• _Direction_
Please give the material below again, swapping "tag" for "mark" everywhere it appears and changing nothing else. Leave the pictures out of your answer.

━━━ Data for this task

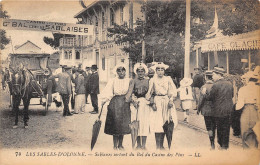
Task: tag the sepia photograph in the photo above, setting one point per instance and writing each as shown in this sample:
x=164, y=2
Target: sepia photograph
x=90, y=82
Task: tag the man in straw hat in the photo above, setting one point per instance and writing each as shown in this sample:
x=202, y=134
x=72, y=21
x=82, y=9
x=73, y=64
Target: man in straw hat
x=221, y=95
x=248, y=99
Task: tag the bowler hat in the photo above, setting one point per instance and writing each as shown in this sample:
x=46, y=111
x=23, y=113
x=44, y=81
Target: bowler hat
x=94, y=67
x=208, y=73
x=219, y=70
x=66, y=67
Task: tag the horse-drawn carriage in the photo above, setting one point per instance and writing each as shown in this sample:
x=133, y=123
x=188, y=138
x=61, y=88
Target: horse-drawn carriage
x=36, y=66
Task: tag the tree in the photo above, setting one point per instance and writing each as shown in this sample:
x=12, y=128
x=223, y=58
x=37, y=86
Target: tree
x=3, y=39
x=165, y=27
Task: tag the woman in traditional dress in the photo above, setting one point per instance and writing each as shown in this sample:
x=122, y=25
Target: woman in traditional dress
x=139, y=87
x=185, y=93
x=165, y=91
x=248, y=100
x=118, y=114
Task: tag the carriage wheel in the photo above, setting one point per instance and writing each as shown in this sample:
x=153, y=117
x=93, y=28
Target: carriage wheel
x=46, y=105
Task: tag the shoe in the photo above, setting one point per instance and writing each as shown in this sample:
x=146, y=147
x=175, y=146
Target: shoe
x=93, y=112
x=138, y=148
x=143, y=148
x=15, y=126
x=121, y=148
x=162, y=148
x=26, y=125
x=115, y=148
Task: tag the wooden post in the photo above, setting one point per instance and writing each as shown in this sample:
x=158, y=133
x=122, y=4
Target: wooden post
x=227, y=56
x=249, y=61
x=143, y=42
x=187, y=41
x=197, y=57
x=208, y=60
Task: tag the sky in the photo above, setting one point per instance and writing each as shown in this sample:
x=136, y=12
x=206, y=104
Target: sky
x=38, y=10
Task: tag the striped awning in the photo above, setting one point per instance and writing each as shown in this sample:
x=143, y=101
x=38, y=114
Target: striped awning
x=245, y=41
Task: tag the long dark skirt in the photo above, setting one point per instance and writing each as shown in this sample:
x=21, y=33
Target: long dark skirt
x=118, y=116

━━━━━━

• _Task result_
Task: mark the sepia photograph in the photo above, setting one point per instance and writing each as shown in this sample:
x=164, y=2
Target: sepia photograph
x=90, y=82
Task: mark the man in straw hat in the photo above, setting one point per instance and writing each as shown in this sample:
x=202, y=134
x=72, y=21
x=82, y=9
x=73, y=64
Target: man in straw hat
x=221, y=95
x=248, y=99
Task: mark the bowler hat in the photo above, setting one point per instance and writing each as shown in this sample:
x=46, y=111
x=23, y=113
x=44, y=81
Target: bowler hat
x=94, y=67
x=208, y=73
x=219, y=70
x=66, y=67
Task: mark the horse-drawn carriage in the photo above, setting one point per instance and writing each as shown in this sample:
x=133, y=123
x=188, y=138
x=61, y=88
Target: horse-drawn carriage
x=36, y=66
Task: mark the tree in the photo above, setting one point per instance and writing each as shown in this sample:
x=12, y=128
x=223, y=58
x=37, y=86
Target: tree
x=3, y=39
x=165, y=27
Task: mark the woman in traditional dress in the photo above, setting one point per instance and writing each as shown in this sample:
x=122, y=25
Target: woman in traditional dress
x=139, y=87
x=185, y=93
x=165, y=91
x=248, y=100
x=118, y=114
Task: mark the carriage wheel in the photo above, setting one point per instance and writing each as shown in this sample:
x=153, y=117
x=93, y=28
Target: carriage wheel
x=46, y=105
Task: mark the shoe in the photo above, setting one point per instance and writing each as shown in this sample:
x=146, y=147
x=175, y=146
Target: shoe
x=93, y=112
x=138, y=148
x=143, y=148
x=15, y=126
x=121, y=148
x=162, y=148
x=26, y=125
x=115, y=148
Task: mark the wooden post in the photo above, setting one point per instance and writing each as shown in this sample:
x=158, y=133
x=122, y=4
Target: wooden post
x=227, y=56
x=249, y=61
x=143, y=42
x=187, y=41
x=197, y=57
x=208, y=60
Task: mark the sky in the photo above, setting one point per instance and writing each as shown in this sample:
x=136, y=12
x=206, y=104
Target: sky
x=38, y=10
Task: mark the striped awning in the photo above, setting one point per instance and writing each as shown in this sample:
x=143, y=101
x=38, y=114
Target: striped awning
x=245, y=41
Task: mark the long dark skirt in the photo above, setting one point per instance and writing each as shown in this sample:
x=21, y=33
Target: long dark skirt
x=118, y=116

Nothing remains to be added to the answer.